(Gegebene Daten):
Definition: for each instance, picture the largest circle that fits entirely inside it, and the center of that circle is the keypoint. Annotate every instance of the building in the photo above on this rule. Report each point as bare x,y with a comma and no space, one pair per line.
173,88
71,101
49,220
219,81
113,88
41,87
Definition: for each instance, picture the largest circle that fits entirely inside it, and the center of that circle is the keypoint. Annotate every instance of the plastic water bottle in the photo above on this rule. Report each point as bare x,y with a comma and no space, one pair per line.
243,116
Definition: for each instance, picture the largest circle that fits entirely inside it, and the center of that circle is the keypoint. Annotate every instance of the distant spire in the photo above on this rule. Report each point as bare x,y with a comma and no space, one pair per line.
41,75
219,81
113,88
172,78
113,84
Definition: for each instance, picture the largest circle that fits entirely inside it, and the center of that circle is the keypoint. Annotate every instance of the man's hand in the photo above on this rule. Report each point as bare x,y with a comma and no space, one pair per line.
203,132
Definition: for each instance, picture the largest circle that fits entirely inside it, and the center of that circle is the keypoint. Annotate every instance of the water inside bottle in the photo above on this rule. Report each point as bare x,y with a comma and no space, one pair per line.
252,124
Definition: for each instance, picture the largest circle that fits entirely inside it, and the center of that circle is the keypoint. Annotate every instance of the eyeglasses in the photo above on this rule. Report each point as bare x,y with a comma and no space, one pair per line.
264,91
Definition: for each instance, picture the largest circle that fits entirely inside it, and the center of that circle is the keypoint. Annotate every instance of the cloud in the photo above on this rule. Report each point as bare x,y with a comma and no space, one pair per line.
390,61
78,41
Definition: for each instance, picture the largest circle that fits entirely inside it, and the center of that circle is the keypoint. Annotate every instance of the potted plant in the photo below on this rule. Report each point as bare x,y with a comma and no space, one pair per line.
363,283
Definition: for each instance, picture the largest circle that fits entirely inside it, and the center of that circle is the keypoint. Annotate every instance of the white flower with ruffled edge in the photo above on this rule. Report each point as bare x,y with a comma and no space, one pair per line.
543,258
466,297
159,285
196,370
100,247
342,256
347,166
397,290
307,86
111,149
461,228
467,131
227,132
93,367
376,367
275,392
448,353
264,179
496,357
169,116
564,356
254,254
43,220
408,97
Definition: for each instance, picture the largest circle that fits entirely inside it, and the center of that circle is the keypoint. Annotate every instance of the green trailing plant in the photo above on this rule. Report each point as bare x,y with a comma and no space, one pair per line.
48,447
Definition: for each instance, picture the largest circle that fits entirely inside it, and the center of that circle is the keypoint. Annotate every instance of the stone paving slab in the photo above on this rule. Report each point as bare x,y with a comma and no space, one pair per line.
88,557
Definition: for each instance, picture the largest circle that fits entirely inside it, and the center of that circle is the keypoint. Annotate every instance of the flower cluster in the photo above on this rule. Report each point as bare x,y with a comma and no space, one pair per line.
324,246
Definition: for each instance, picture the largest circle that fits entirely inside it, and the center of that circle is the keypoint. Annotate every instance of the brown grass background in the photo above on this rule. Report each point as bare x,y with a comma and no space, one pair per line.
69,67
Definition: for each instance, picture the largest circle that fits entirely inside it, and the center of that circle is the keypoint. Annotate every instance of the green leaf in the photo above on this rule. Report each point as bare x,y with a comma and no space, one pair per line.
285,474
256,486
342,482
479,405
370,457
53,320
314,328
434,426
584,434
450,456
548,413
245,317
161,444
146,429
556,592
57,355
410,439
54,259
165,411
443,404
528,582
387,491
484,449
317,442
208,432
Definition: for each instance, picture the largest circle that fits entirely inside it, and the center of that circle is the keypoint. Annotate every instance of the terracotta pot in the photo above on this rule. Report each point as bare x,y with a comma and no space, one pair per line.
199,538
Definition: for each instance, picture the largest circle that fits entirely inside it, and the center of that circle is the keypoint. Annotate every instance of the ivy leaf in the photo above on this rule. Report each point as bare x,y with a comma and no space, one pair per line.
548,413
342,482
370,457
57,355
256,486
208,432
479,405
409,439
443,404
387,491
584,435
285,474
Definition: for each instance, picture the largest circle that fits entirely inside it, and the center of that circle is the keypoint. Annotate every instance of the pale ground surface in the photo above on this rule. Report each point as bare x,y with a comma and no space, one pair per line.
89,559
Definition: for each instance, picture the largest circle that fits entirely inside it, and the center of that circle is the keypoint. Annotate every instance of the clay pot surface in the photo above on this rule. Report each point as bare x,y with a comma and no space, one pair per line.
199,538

...

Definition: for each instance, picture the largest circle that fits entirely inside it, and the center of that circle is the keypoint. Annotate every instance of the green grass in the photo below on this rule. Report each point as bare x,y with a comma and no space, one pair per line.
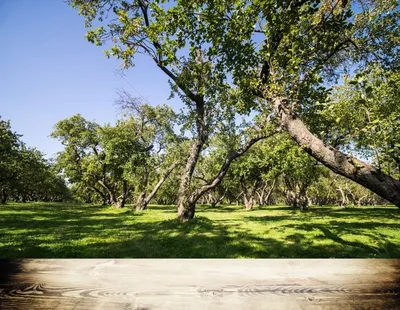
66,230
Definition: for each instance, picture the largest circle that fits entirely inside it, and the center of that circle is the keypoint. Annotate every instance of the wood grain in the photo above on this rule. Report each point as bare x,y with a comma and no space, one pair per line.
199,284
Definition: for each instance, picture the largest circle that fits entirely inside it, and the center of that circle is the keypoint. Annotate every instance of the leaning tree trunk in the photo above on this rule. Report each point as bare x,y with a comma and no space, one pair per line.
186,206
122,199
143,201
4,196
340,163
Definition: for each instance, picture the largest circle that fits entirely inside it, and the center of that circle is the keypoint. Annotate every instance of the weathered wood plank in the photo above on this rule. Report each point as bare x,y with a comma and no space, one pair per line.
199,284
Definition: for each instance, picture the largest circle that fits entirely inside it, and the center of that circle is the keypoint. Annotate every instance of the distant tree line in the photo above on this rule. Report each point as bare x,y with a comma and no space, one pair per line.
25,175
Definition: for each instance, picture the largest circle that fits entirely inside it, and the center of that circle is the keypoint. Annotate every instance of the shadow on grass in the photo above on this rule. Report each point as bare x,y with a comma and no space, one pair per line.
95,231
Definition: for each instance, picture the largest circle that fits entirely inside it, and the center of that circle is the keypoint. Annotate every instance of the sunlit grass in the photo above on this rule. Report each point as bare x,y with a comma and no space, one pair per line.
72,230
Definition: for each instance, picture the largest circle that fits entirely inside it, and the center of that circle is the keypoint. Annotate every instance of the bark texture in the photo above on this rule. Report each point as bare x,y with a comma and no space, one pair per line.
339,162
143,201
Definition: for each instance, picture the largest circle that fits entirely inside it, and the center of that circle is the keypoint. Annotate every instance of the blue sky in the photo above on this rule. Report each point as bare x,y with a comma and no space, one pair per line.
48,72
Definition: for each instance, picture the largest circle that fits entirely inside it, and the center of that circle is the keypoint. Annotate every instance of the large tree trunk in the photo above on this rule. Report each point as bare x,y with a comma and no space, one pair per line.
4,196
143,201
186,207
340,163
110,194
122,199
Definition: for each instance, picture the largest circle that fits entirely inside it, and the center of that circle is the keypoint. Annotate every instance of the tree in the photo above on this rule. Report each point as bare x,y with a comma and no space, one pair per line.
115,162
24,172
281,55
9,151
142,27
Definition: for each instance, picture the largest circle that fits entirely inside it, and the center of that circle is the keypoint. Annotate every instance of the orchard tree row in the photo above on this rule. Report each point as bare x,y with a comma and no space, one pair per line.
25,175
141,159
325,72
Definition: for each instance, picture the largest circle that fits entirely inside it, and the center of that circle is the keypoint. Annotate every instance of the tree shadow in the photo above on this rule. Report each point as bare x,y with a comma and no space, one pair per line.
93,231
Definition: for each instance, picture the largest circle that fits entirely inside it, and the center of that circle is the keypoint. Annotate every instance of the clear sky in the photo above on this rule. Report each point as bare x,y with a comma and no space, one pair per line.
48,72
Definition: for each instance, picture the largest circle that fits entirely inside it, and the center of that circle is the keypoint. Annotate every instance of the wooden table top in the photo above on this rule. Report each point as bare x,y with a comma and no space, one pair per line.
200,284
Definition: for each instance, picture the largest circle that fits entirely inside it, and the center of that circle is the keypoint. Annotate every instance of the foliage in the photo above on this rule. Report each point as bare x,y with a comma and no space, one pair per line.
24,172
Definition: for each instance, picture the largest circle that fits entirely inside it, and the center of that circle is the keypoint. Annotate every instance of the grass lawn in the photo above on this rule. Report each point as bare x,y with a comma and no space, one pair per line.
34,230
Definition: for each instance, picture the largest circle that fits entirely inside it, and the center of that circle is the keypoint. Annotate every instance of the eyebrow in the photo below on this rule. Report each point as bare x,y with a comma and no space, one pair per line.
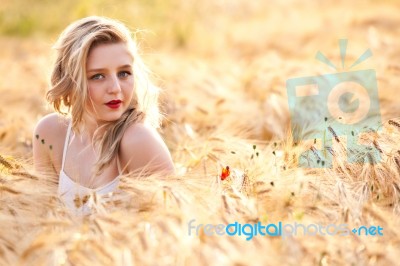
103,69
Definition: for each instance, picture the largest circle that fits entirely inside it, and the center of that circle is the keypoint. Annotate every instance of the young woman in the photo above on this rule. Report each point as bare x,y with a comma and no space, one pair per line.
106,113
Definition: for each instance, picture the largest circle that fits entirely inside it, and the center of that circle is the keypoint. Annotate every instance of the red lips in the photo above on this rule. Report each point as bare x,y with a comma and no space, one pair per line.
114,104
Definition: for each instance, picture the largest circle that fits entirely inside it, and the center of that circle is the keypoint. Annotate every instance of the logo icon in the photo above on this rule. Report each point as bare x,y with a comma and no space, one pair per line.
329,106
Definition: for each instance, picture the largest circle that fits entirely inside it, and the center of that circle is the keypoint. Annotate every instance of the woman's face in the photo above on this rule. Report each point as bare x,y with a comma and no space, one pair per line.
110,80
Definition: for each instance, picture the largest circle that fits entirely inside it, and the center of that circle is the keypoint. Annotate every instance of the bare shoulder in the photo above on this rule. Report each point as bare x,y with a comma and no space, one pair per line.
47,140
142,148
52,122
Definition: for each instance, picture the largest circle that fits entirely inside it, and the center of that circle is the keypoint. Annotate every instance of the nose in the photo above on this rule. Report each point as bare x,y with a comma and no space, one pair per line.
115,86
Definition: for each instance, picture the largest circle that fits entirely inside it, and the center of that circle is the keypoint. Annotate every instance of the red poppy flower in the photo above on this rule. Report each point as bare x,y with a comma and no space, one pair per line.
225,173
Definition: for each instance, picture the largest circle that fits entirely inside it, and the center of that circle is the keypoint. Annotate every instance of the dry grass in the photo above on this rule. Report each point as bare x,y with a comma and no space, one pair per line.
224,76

(Kurze Aufgabe): Entnimm den Einträgen oben alle Zeilen, in denen die Zeichenfolge „clear“ vorkommt.

(Ergebnis):
Definition: for each instance, picture the largest circle that fits entirely inside it, and the center of that circle is the keypoint. Annotate every instance of the clear sky in the photo above on this rule. Report each point as bare x,y with a comma and no space, one pair per line.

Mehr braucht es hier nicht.